Update the material starting at the line that contains "example: [157, 186]" and ending at the end of the material. Replace "hind leg" with "back leg", leave everything else unchanged, and return only those lines.

[Image point annotation entries]
***

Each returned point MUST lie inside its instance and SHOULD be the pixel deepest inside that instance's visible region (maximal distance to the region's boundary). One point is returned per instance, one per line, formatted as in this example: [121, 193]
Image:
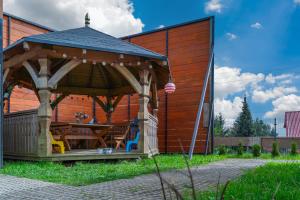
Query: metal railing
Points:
[200, 108]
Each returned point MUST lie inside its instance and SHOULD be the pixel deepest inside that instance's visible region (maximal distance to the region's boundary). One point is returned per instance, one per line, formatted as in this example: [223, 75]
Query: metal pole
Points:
[275, 124]
[1, 81]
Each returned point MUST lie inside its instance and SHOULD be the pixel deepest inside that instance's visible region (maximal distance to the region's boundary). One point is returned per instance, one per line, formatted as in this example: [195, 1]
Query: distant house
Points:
[292, 123]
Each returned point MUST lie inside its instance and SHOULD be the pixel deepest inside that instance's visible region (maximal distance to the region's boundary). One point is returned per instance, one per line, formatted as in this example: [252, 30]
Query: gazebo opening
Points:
[82, 62]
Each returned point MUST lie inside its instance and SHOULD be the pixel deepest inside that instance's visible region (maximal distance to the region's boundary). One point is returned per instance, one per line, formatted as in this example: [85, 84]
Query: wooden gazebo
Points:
[79, 61]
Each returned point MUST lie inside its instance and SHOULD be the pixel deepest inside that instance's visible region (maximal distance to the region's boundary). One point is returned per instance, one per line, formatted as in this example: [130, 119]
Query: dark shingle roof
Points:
[88, 38]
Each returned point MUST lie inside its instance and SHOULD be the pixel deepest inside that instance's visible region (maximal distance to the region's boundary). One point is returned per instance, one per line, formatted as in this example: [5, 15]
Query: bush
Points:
[275, 149]
[240, 149]
[256, 150]
[294, 149]
[222, 150]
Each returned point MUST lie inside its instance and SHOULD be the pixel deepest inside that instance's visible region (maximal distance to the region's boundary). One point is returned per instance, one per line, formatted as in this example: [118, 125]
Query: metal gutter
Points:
[168, 27]
[28, 22]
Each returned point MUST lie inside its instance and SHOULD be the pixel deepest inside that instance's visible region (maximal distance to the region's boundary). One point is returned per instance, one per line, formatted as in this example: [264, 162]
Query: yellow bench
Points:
[60, 144]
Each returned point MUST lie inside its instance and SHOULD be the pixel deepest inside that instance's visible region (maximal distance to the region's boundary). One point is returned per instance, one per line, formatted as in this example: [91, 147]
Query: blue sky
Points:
[257, 42]
[260, 38]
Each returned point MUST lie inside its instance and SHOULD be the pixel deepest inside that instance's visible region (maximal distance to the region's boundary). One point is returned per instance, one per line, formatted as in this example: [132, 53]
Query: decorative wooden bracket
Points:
[58, 100]
[33, 73]
[64, 70]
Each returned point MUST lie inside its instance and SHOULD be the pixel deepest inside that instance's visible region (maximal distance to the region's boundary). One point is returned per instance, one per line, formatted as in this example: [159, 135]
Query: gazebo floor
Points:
[81, 154]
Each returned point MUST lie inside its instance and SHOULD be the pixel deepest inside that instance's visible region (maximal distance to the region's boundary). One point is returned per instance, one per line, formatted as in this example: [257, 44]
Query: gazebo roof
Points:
[90, 39]
[83, 61]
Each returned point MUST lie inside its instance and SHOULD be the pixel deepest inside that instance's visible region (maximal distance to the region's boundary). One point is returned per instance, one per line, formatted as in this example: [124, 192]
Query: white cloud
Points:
[231, 36]
[260, 96]
[283, 104]
[230, 80]
[161, 26]
[114, 17]
[256, 25]
[286, 78]
[213, 6]
[229, 109]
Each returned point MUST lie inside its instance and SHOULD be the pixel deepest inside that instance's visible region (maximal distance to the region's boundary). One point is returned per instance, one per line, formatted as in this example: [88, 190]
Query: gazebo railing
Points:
[20, 135]
[152, 134]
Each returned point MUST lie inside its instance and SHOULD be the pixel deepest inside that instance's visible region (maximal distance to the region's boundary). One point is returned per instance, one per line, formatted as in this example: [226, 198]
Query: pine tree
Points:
[243, 124]
[260, 128]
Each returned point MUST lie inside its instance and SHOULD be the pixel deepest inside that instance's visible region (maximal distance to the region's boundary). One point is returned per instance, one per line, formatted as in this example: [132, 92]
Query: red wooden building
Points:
[292, 123]
[188, 46]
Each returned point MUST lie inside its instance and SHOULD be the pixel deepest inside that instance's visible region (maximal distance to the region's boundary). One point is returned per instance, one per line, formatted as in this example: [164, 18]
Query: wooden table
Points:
[64, 130]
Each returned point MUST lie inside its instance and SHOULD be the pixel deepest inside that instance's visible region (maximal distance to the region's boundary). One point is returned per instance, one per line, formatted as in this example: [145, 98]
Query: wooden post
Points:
[44, 110]
[143, 114]
[1, 81]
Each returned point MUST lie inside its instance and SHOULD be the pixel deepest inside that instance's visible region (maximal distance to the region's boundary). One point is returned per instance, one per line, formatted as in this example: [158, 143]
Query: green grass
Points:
[84, 173]
[261, 183]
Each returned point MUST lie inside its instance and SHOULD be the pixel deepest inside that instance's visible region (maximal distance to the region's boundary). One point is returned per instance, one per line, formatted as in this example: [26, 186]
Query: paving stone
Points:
[141, 187]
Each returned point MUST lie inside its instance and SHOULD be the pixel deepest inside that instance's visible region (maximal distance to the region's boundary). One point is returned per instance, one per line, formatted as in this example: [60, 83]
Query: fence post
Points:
[1, 81]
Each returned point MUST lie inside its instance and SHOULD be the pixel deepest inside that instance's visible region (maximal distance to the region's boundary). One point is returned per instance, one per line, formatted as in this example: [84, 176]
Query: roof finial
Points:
[87, 20]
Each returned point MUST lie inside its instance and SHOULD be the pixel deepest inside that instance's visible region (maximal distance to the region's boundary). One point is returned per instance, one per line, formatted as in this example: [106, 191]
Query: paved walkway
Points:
[141, 187]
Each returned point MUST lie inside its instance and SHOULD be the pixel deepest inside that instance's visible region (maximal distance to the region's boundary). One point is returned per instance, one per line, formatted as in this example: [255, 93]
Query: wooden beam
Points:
[18, 59]
[62, 72]
[58, 100]
[113, 74]
[33, 73]
[5, 74]
[82, 91]
[129, 77]
[117, 101]
[154, 96]
[90, 81]
[102, 73]
[100, 103]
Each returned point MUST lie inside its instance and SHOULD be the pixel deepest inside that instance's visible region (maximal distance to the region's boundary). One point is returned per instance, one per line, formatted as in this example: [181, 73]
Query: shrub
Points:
[256, 150]
[222, 150]
[275, 149]
[294, 149]
[240, 149]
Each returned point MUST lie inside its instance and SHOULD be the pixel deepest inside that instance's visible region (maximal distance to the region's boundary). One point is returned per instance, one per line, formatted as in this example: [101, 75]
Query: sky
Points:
[257, 43]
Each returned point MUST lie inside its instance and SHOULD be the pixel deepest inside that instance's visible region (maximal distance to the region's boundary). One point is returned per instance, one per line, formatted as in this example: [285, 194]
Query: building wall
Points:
[187, 47]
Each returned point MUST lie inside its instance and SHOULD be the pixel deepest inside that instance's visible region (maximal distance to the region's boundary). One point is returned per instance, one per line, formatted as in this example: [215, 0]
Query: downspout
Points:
[8, 43]
[166, 98]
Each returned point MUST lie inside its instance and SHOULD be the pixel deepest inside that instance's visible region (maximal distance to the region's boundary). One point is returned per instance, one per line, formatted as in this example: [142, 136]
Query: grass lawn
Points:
[84, 173]
[261, 183]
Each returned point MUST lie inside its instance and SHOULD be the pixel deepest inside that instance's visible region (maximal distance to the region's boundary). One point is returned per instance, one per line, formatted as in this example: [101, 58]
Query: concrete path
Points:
[141, 187]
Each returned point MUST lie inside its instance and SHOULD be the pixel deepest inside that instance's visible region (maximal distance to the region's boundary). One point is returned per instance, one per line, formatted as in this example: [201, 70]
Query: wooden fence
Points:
[152, 134]
[284, 143]
[20, 134]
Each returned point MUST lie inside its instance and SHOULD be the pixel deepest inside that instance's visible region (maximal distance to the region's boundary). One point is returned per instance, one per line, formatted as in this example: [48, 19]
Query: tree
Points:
[243, 124]
[219, 123]
[260, 128]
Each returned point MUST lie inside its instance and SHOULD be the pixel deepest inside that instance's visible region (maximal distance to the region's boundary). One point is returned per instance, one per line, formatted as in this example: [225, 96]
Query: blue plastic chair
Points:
[130, 143]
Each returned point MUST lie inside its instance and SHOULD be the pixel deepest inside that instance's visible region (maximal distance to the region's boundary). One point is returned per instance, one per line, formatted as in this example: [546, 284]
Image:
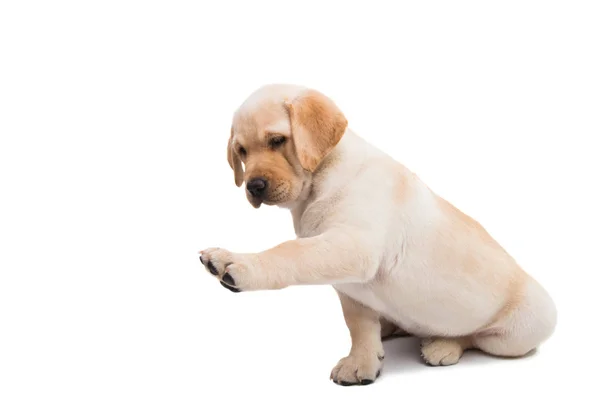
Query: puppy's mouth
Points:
[278, 194]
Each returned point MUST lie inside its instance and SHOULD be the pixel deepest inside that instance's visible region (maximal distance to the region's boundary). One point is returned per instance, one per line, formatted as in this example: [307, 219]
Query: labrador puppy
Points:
[402, 259]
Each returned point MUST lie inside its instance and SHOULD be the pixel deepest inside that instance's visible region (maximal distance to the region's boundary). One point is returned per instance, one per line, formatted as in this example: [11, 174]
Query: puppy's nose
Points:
[256, 186]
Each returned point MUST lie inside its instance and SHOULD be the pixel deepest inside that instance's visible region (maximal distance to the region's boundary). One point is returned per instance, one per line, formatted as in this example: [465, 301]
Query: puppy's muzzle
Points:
[257, 187]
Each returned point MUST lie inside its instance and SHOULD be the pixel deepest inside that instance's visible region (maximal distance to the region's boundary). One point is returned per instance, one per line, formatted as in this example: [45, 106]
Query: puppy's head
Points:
[279, 136]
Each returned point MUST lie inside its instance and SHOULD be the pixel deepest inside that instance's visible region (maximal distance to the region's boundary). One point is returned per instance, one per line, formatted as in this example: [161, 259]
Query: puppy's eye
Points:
[277, 141]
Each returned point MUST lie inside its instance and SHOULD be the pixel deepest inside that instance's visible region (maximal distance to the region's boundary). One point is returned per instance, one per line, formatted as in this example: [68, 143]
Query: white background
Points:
[114, 118]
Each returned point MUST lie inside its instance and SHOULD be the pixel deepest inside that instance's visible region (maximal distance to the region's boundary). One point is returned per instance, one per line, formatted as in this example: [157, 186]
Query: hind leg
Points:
[390, 330]
[444, 351]
[525, 328]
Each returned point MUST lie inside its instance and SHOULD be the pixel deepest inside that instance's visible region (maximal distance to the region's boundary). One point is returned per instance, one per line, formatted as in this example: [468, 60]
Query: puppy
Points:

***

# Solved exercise
Each returned point MUST lie inside its instance and SHOULD be the pixel deepest inside that instance's visible region (maximal distance to the region's boundary). One point is returned per instance, one per line, formatted as in this example: [157, 186]
Query: back leg
Points:
[390, 330]
[444, 351]
[525, 328]
Each returned point MUST lie inside its instance and SHOULD be the pixel deepest inside that instance's visible region (maximal distance to the region's boundary). One point is returned per instance, one per line, formatted as in this example: [468, 60]
Query: puppy
Points:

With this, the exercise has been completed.